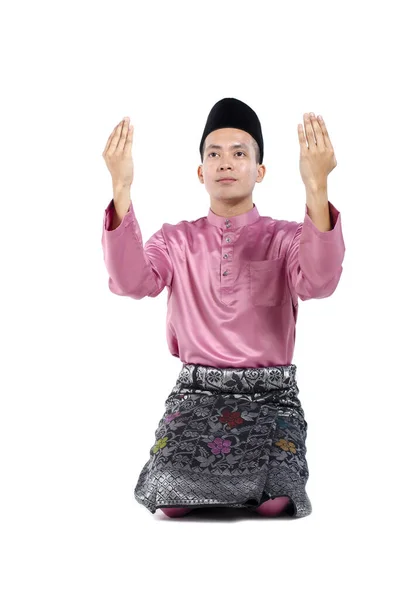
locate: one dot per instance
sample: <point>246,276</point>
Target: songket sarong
<point>229,437</point>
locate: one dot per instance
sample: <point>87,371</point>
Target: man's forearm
<point>318,208</point>
<point>121,201</point>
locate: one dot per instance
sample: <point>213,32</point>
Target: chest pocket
<point>268,282</point>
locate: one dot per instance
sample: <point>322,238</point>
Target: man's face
<point>229,160</point>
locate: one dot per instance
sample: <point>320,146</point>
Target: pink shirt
<point>233,284</point>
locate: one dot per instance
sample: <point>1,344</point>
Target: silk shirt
<point>233,283</point>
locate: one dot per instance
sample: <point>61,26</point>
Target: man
<point>233,432</point>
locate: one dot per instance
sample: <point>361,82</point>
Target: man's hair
<point>254,145</point>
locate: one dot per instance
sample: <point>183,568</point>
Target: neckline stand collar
<point>231,223</point>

▸ WHAT YOU NEED TO DO
Starting with the first line above and going on through the line with "<point>254,145</point>", including that line, repeat the lines word for word, leaving the pictures out of your answer.

▸ WRITTEN ANSWER
locate: one dot per instance
sample: <point>246,276</point>
Target: songket sarong
<point>229,437</point>
locate: one dot per instance
sample: <point>87,371</point>
Target: man's forearm
<point>318,208</point>
<point>121,201</point>
locate: one dot per instance
sample: <point>213,32</point>
Target: chest pocket
<point>268,282</point>
locate: one dot per instance
sample: <point>322,238</point>
Target: man's face
<point>229,160</point>
locate: one dot per instance
sample: <point>320,146</point>
Target: pink shirt
<point>233,284</point>
locate: one dot per instance
sample: <point>1,344</point>
Target: silk shirt
<point>233,283</point>
locate: one dot per instance
sample: <point>61,26</point>
Target: man
<point>233,432</point>
locate: one dot per instance
sample: <point>361,82</point>
Target: man's hair
<point>254,145</point>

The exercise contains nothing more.